## Richiesta scritta
Cita parola per parola la parte del brano su Lars von Trier che va da "Cinema. Lars von" fino a "violento impatto emotivo." incluso.

Cinema. Lars von Trier e le donne: un incontro nello spettro di Ophelia

melancholia1Il suo personalissimo uso della macchina da presa, descrive un tramite ansiogeno che invade e devasta, per poi scardinare anche il più imperturbabile degli spettatori.
Regista singolare ed innovativo, cresciuto in Dreyer e Bergman, Lars von Trier rende ogni singolo fotogramma un violento impatto emotivo.
È insieme a Thomas Vinterberg, il fondatore di “Dogma 95”, un manifesto poetico programmatico che si scaglia contro l’artificio tecnico, un decalogo che professa l’ascetismo nei mezzi. Fobico nella vita e provocatorio nell’arte, padroneggia il mezzo cinematografico con ossessiva abilità, definendosi un masturbatore dello schermo. Piega la macchina da presa ai suoi deliri, ne fa un blocchetto per gli appunti dello strizzacervelli più ostinato: il cinema diviene la chaise longue dell’autore. Il mezzo annota un mondo psicotico e lo restituisce in sequenze cinematografiche. Tacciato spesso e approssimativamente di misoginia, Lars von Trier consegna alla figura femminile le sorti del film e quelle dell’uomo.

## Voci estratte
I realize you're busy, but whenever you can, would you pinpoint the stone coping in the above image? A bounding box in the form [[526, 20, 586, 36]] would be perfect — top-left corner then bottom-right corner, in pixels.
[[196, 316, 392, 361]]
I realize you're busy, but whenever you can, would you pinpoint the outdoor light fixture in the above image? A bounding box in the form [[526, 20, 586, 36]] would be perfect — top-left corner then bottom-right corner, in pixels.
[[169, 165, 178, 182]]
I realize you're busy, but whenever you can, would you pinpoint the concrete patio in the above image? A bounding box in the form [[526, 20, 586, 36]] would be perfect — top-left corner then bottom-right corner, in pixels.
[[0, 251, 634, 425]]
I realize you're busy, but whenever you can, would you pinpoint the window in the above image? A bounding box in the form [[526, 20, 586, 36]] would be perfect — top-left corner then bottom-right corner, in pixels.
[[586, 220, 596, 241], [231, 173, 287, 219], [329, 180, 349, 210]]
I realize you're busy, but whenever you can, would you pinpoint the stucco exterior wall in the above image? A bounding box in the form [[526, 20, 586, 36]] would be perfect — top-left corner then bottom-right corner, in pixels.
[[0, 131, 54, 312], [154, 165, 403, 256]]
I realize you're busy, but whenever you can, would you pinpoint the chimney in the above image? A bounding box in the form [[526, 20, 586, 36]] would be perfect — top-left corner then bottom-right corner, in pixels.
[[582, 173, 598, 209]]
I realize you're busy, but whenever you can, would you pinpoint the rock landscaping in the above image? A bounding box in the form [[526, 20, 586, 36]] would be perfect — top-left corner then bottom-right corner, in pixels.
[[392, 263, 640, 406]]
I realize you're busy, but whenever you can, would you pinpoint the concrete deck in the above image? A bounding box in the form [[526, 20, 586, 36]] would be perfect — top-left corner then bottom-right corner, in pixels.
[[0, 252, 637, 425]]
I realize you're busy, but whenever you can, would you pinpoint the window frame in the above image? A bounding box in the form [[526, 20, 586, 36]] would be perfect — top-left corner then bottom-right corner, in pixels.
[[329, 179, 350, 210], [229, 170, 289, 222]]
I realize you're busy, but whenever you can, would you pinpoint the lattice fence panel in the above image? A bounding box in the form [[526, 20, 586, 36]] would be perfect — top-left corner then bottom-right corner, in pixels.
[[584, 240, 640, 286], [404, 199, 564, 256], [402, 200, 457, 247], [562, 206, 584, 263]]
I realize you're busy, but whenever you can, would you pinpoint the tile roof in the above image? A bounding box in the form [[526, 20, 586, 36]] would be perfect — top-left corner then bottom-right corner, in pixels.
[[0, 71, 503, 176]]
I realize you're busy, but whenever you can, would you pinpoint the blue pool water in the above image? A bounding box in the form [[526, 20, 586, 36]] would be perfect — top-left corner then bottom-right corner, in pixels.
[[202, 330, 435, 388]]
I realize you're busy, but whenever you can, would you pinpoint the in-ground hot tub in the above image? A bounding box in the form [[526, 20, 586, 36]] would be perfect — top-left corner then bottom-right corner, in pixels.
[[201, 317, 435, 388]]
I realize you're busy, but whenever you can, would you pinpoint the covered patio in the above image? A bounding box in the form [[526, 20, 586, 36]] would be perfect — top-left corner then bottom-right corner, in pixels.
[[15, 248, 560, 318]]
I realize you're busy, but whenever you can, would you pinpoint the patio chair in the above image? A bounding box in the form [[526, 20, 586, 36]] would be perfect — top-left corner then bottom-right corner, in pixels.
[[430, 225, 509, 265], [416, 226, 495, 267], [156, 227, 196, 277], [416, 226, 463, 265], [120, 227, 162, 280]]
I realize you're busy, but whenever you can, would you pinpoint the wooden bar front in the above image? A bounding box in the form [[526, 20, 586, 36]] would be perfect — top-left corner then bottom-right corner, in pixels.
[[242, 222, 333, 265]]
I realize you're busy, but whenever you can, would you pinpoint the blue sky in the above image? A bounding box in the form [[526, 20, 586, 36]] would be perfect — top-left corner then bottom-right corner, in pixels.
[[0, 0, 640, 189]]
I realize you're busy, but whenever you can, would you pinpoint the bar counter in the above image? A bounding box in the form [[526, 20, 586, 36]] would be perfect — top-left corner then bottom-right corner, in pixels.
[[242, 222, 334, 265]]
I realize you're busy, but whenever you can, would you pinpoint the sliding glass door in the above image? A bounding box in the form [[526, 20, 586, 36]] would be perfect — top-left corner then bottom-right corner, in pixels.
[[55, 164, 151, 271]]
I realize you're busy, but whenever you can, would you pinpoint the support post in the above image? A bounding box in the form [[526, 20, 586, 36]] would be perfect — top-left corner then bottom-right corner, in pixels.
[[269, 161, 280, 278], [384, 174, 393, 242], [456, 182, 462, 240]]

## Risposta svolta
Cinema. Lars von Trier e le donne: un incontro nello spettro di Ophelia

melancholia1Il suo personalissimo uso della macchina da presa, descrive un tramite ansiogeno che invade e devasta, per poi scardinare anche il più imperturbabile degli spettatori.
Regista singolare ed innovativo, cresciuto in Dreyer e Bergman, Lars von Trier rende ogni singolo fotogramma un violento impatto emotivo.